Yapılacak iş — Mimari detaylandırma metnine göre Mario Cucinella, her yapıya özgü olmaları nedeniyle detayları neye benzetmektedir?

Okuma metni —
Mimari tasarım sürecindeki bütünselliği reddeden tanımlamalar:

 Toyo Ito (Schittich, 2000): Mimarlıkta detaylandırma, her bir öğenin, yalnızca mekânsal bağlamda sorunsuz bir biçimde yerleştirilmesinden ibaret bir çalışmanın ötesinde, mimari konseptin uygulanmasıdır. Bir mekânın hangi ölçüde sade ve anlaşılır göründüğünü, soyut bir biçimde detaylar belirlemektedir. Bir mimari düşüncenin sonucu olan detaylar, sadece teknik bilgi olarak değerlendirilmemelidir. Mimari düşünceye etki eden unsurlar değiştikçe detayın da değişiklik göstereceği bilinmelidir. Bu sebeple bir durum için oluşturulan çözümün, başka bir duruma aynen aktarılması söz konusu değildir.

 Mario Cucinella (Schittich, 2000): Bir yapının ruhu olarak nitelendirilebilen detaylar, içerisinde kimi zaman olağan üstü derecede karmaşık, kimi zaman da oldukça basit çözümleri gizler. Detaylar, her yapıya özgü ve birbirinden farklı oluşlarından ötürü bir doktorun “reçetesine” benzetilebilir.

 Kazuyo Sejima (Schittich, 2000): Her bina kendine özel olduğundan ötürü, detay tasarımına yönelik, uygulanabilir genel bir yöntemden söz etmek mümkün değildir. Detaylar, bir amaç değil, mekanın etkisini kontrol etmenin bir aracıdır.

Yukarıda verilen farklı bakış açılardaki tanımlamaları, tanımlamayı yapan kişilerin mimarlık alanının hangi disiplinine yönelimi olduğuna göre de gruplamak mümkündür. Mimari detaylandırmanın “fenomenleri” göz önüne alındığında, Mimari tasarım ve mimari teknoloji disiplinlerinin ikisi de olayları çok farklı görme eğilimindedir; mimarlar binanın mimari anlatısını oluşturan yüzey detaylarını görürken, mimari teknoloji uzmanları, çoğunlukla gizli olan ve teknik yapı taşınımındaki kritik anlatıyı şekillendiren eklerin teknik tasarımını görürler (Wienand, 2013). Bu doğrultuda bakıldığında Ben van Berkel ve Caroline Bos’un, Tadao Ando’nun, Kzuyo Sejima’nın, Gilles Perraudin’nin ve Mario Cucinella’nin detay ve dataylandıma sürecine ilişkin görüşleri mimari tasarım ve kuramı kaynaklı olup, Werner Sobek’in ve Jörg Schlaich’in düşünceleri mimari teknoloji ağırlıklı bir bakış açısında sahiptir. Tony Hunt, Toyo Ito, Kurt Ackermann, Alvaro Siza ve Meinhard von Gerkan ise detay konusuna her iki yönden de yaklaşmışlardır.

Bir veri dosyasının parçası:

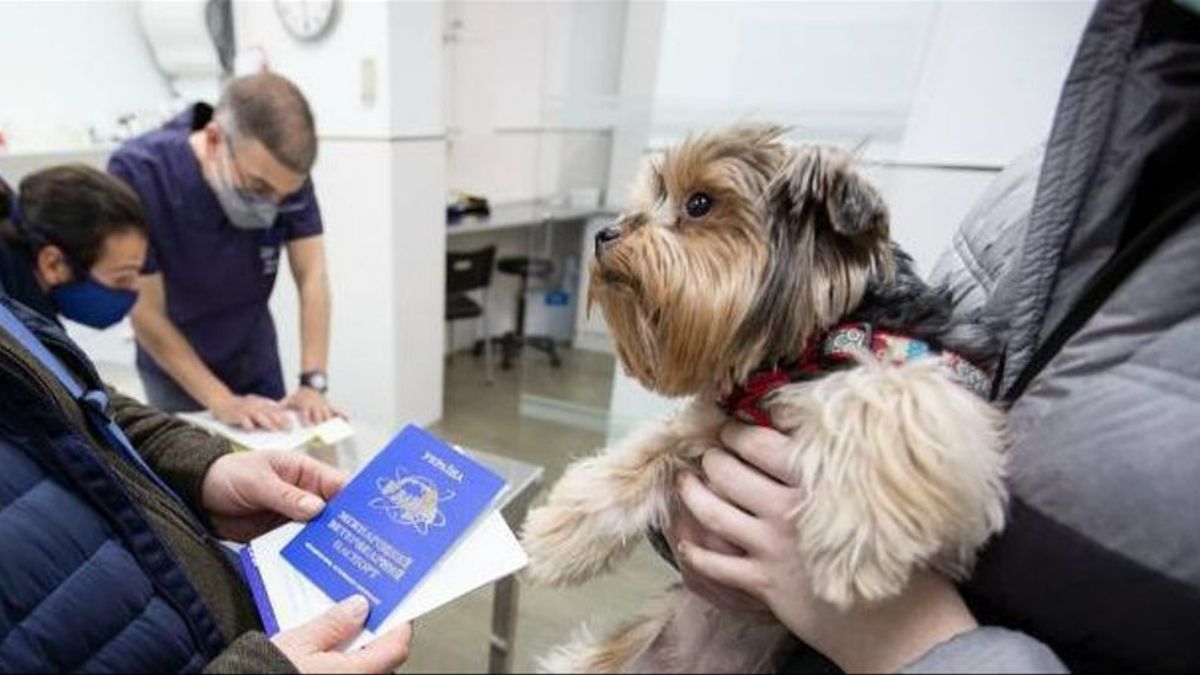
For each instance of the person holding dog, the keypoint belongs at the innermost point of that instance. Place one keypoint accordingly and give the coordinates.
(1086, 254)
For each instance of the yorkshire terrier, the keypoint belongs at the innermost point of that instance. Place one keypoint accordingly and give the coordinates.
(760, 280)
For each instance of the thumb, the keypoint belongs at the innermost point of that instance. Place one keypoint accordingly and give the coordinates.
(289, 501)
(336, 626)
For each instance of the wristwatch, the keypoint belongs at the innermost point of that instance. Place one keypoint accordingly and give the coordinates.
(315, 380)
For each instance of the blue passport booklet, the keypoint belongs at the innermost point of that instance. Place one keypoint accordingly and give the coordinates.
(394, 521)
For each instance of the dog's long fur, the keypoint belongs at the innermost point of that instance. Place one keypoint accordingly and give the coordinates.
(901, 466)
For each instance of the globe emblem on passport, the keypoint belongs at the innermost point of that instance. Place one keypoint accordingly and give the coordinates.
(412, 501)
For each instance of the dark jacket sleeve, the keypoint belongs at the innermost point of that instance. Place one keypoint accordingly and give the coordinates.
(179, 452)
(252, 652)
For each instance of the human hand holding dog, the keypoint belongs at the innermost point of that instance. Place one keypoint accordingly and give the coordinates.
(750, 501)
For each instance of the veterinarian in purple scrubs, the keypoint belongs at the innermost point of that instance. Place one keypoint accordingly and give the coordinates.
(1087, 251)
(226, 191)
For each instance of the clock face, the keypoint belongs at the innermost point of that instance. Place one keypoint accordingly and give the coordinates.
(306, 19)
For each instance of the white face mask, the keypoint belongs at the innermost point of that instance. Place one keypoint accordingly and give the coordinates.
(244, 210)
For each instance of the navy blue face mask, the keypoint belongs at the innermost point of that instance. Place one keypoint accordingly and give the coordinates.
(85, 300)
(91, 303)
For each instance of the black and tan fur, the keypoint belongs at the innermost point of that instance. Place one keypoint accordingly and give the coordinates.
(900, 465)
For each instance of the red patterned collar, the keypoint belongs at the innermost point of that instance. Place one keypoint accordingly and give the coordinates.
(837, 350)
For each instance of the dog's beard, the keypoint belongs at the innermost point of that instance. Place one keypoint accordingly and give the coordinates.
(673, 309)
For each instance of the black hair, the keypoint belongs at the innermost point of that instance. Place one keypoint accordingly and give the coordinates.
(271, 109)
(73, 207)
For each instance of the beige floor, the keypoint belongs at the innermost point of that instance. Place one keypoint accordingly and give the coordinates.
(455, 639)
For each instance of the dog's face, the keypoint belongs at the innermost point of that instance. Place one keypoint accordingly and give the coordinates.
(735, 250)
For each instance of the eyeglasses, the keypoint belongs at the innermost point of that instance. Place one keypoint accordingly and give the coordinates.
(286, 203)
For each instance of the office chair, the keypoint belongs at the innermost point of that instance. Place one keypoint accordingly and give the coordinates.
(526, 268)
(466, 272)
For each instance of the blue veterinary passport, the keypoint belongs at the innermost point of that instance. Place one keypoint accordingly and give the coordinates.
(394, 521)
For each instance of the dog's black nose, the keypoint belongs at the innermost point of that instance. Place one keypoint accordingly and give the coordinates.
(606, 237)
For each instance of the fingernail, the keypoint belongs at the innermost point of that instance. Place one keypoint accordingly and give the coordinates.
(312, 503)
(357, 607)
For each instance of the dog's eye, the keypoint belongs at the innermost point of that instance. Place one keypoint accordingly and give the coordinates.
(699, 204)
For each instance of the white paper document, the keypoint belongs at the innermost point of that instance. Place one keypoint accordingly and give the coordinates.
(328, 432)
(487, 553)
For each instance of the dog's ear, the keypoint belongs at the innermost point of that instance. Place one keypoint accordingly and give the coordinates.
(820, 187)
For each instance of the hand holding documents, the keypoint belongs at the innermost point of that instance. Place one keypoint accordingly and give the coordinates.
(328, 432)
(414, 530)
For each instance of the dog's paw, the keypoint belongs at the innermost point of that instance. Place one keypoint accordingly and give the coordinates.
(904, 470)
(552, 537)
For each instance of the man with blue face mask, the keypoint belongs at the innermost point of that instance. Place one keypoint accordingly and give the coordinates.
(71, 244)
(226, 190)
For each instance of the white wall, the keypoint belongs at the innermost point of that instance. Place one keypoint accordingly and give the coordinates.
(528, 88)
(381, 179)
(70, 66)
(520, 73)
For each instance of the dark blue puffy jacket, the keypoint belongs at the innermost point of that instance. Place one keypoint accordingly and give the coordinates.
(85, 584)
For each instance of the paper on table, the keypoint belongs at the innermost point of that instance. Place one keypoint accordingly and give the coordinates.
(329, 432)
(486, 553)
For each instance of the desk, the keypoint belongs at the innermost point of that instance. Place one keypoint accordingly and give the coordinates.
(522, 214)
(525, 483)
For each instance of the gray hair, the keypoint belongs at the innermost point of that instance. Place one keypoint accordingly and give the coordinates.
(271, 109)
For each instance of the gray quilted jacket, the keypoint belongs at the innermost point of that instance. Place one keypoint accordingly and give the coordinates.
(1099, 567)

Tam yanıt — Bir doktorun "reçetesine" benzetmektedir.